Excerpt:
-*-

Monday, November 3, 2014

Rodrick Bay, Solomon Islands 2014

John Ruka of Rodrick Bay in the Florida group has become an iconic figure for cruisers.    With the help of visiting cruisers he has set up a little business hosting cruising yachts to his village.     We first met John as he motored past us on a  catamaran in the Russells.    He, his wife, Lillian and other members of his family often hitch rides on cruising boats and guide sailors around the area.    We met him again a few days later in Honiara when he approached us to give him a ride back to Rodrick bay, just 27 miles away.    We had as yet to fill our diesel tanks so we couldn't help him just then.    He was pretty disappointed as a ride one way for one person was 200 Solomon dollars (about $30 US).  That's a lot of money for those guys.    He did encourage us to pay him a visit before we left the area and we felt it was a must do......for several reasons.

We were greeted by John Ruka Jr and Joseph, both sons of John Ruka, and they rowed out in their kanus to guide us to a mooring.    It was very close to shore, not something we usually do, but for a while we felt pretty safe.   In the morning, Joseph came to our boat with a gift of a flower arrangement.

  Later, Lillian came with a basket she whipped up that morning.    John was away so Lillian took over the guide duties and showed us around her village and hiked over to another village just across the little peninsula.

-*-

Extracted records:
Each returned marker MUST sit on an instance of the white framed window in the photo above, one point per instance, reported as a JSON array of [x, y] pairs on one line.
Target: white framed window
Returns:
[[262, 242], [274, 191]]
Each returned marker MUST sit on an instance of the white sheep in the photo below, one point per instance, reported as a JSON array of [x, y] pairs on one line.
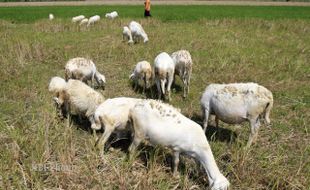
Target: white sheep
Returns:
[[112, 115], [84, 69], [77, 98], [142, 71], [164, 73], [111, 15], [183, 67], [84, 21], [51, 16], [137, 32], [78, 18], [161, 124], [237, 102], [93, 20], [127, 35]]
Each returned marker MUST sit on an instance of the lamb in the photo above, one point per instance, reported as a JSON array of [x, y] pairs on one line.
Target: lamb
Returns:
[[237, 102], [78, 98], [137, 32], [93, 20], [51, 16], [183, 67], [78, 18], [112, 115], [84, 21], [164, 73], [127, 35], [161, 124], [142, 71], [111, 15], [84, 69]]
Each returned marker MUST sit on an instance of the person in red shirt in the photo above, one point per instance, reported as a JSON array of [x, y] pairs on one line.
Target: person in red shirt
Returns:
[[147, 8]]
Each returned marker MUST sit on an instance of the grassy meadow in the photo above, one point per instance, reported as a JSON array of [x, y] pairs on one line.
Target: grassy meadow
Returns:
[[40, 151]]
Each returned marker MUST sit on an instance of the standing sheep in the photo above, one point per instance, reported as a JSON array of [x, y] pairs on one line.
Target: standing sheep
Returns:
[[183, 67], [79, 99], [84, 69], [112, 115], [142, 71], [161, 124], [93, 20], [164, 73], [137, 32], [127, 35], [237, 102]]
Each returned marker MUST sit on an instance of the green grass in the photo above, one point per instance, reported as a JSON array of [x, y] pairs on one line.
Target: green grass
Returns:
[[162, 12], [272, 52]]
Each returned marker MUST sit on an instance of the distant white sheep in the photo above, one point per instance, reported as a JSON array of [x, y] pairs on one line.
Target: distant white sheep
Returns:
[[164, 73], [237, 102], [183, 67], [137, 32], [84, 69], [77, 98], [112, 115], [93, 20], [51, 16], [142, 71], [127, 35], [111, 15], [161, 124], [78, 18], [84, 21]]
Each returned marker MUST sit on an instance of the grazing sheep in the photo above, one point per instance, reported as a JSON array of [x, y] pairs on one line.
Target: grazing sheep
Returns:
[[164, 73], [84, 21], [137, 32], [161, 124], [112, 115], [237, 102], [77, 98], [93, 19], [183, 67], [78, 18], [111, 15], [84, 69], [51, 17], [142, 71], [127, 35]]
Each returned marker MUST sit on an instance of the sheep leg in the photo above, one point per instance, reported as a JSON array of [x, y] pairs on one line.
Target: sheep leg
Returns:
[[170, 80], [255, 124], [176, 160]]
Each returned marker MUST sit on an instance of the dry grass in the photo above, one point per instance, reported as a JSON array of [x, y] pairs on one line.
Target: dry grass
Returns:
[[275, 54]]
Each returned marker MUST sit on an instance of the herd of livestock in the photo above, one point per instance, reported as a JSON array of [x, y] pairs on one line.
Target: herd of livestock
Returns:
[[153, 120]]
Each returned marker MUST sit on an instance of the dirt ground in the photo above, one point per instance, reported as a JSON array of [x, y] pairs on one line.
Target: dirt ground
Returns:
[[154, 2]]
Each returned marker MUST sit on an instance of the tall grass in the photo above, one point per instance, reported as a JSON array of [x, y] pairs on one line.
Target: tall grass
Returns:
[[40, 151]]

-*-

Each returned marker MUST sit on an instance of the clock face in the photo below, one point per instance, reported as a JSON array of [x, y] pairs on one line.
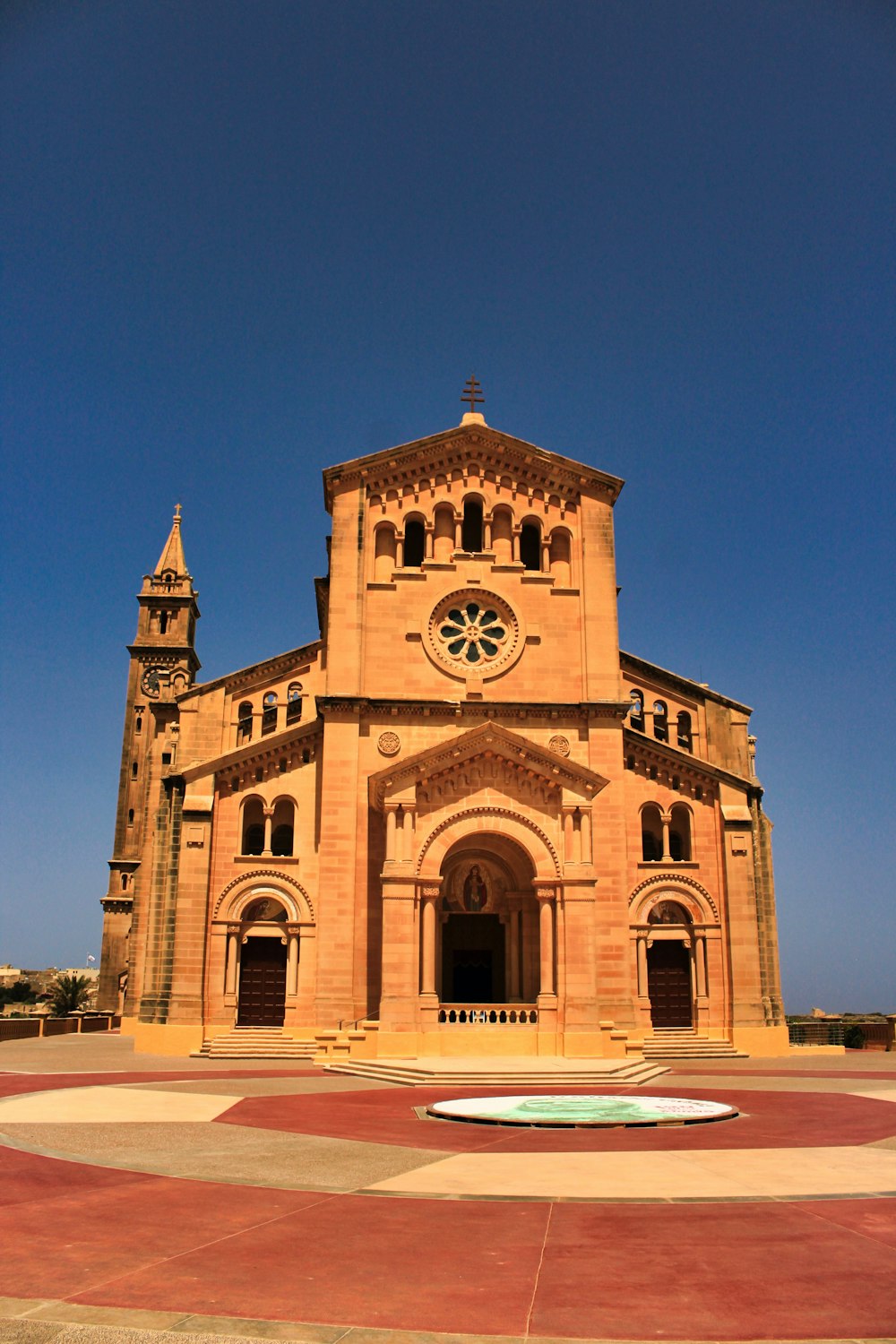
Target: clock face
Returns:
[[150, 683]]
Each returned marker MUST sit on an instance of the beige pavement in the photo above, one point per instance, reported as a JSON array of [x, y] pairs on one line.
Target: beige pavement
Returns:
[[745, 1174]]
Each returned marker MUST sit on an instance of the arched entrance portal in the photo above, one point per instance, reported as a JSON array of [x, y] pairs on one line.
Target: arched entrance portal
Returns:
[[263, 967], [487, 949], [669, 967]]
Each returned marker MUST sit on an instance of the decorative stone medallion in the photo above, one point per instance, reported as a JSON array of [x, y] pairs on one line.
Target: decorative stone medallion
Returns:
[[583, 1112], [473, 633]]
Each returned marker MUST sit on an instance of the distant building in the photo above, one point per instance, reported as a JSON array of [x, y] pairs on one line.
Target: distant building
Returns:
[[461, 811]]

-*-

Problem: Copy out the Rodrick Bay blog post from the top of the page in full, reproducing every word unchanged.

Answer to this exercise:
Monday, November 3, 2014

Rodrick Bay, Solomon Islands 2014

John Ruka of Rodrick Bay in the Florida group has become an iconic figure for cruisers.    With the help of visiting cruisers he has set up a little business hosting cruising yachts to his village.     We first met John as he motored past us on a  catamaran in the Russells.    He, his wife, Lillian and other members of his family often hitch rides on cruising boats and guide sailors around the area.    We met him again a few days later in Honiara when he approached us to give him a ride back to Rodrick bay, just 27 miles away.    We had as yet to fill our diesel tanks so we couldn't help him just then.    He was pretty disappointed as a ride one way for one person was 200 Solomon dollars (about $30 US).  That's a lot of money for those guys.    He did encourage us to pay him a visit before we left the area and we felt it was a must do......for several reasons.

We were greeted by John Ruka Jr and Joseph, both sons of John Ruka, and they rowed out in their kanus to guide us to a mooring.    It was very close to shore, not something we usually do, but for a while we felt pretty safe.   In the morning, Joseph came to our boat with a gift of a flower arrangement.

  Later, Lillian came with a basket she whipped up that morning.    John was away so Lillian took over the guide duties and showed us around her village and hiked over to another village just across the little peninsula.